Avec la chute de cet ennemi commun, les Kurdes perdent de leur utilité
pour les forces occidentales, et la Turquie en profite.
Dès janvier 2018, la Turquie lance une nouvelle offensive en Syrie,
toujours avec l'aide des rebelles de l'Armée syrienne libre.
Cette fois-ci, elle vise ouvertement les combattants des YPG,
dans le canton d'Afrin.
Quelques mois plus tard, l'état-major turc estime avoir
neutralisé plus de 4 000 terroristes depuis le début de l'opération,
les terroristes étant donc, selon Ankara, les combattants de l'EI,
mais aussi les combattants kurdes.
La perte d'Afrin est un coup dur pour le parti PYD, qui perd un
de ses bastions historiques.
Et puis…
En octobre 2019…
la décision de Donald Trump laisse le champ libre à Erdogan pour mener
une troisième offensive.
Son objectif reste le même : éliminer les combattants kurdes.
────────
§ **CONSIGNES DE TRAVAIL**:
1. Extrayez du document le passage commençant à « Dès janvier 2018, la » et se terminant à « aussi les combattants kurdes. ».
2. D'après le document, dans quel canton la Turquie vise-t-elle ouvertement les combattants des YPG lors de l'offensive lancée en janvier 2018 ?
Les données qui suivent forment un matériau indépendant du document.

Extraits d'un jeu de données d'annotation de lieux
────────
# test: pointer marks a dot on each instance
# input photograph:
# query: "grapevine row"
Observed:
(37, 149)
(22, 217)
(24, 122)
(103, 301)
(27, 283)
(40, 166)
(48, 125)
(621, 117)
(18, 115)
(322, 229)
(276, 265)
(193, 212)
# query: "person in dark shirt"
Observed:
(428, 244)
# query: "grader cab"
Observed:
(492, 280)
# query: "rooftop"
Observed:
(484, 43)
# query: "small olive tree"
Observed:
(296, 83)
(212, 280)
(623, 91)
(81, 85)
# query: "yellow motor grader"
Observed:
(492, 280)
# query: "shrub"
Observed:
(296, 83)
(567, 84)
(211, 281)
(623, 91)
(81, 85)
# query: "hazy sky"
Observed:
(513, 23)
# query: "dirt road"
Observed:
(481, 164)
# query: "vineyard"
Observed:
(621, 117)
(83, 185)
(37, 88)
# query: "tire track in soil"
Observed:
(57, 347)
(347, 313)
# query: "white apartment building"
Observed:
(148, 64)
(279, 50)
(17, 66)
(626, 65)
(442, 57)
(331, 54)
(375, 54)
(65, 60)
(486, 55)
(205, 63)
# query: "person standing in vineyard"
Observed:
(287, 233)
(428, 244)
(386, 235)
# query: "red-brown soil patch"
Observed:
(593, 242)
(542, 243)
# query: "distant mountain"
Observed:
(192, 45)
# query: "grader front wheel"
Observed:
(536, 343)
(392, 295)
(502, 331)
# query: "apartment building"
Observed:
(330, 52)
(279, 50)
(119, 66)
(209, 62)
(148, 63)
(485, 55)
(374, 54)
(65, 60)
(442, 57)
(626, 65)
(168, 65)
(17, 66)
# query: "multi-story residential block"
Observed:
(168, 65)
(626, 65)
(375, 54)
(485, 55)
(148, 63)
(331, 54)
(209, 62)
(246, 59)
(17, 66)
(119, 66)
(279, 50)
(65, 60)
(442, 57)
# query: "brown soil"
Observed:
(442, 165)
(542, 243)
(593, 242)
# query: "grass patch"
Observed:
────────
§ **CORRIGÉ**:
1.
Dès janvier 2018, la Turquie lance une nouvelle offensive en Syrie,
toujours avec l'aide des rebelles de l'Armée syrienne libre.
Cette fois-ci, elle vise ouvertement les combattants des YPG,
dans le canton d'Afrin.
Quelques mois plus tard, l'état-major turc estime avoir
neutralisé plus de 4 000 terroristes depuis le début de l'opération,
les terroristes étant donc, selon Ankara, les combattants de l'EI,
mais aussi les combattants kurdes.

2. Dans le canton d'Afrin.